The problem -
Keep the wording of the records intact as you retype them, and omit every image.
*** Records for processing Section Begins ***
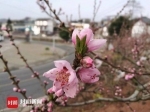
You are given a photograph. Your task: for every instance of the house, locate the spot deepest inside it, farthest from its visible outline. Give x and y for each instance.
(3, 23)
(141, 27)
(45, 25)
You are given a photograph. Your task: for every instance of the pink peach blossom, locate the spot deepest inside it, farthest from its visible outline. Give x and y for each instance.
(64, 78)
(59, 93)
(50, 90)
(15, 89)
(87, 62)
(129, 76)
(89, 75)
(92, 44)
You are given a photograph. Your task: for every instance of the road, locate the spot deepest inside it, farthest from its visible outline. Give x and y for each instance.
(30, 84)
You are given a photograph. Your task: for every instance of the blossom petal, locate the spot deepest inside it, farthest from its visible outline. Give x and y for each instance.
(89, 75)
(88, 33)
(51, 74)
(71, 91)
(63, 63)
(56, 86)
(74, 35)
(72, 77)
(96, 44)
*** Records for processing Section Ends ***
Solution -
You are given a photograph. Your task: for every instance of the house, locate the spot deepest inside it, farthest from its visible outline. Give x and y for each instance.
(3, 23)
(141, 27)
(45, 25)
You are given a photograph. Your task: for every instance of the pink peach blossom, locate the spot deepest inside it, farthest from its visible outline. Give x and y for each instance.
(64, 78)
(59, 93)
(50, 90)
(15, 89)
(87, 62)
(129, 76)
(89, 75)
(92, 44)
You are given a photograph. Your task: for every instance of the road, locate the spot deepest inside it, farthest from its visible outline. Give x and y for each instance.
(30, 84)
You are given a photograph. Your task: for every instance of the blossom petal, locate the spot deepest inside it, farthest from its visible outline. Give x and y for each instance.
(89, 75)
(88, 33)
(51, 74)
(71, 91)
(63, 63)
(56, 86)
(74, 35)
(72, 77)
(96, 44)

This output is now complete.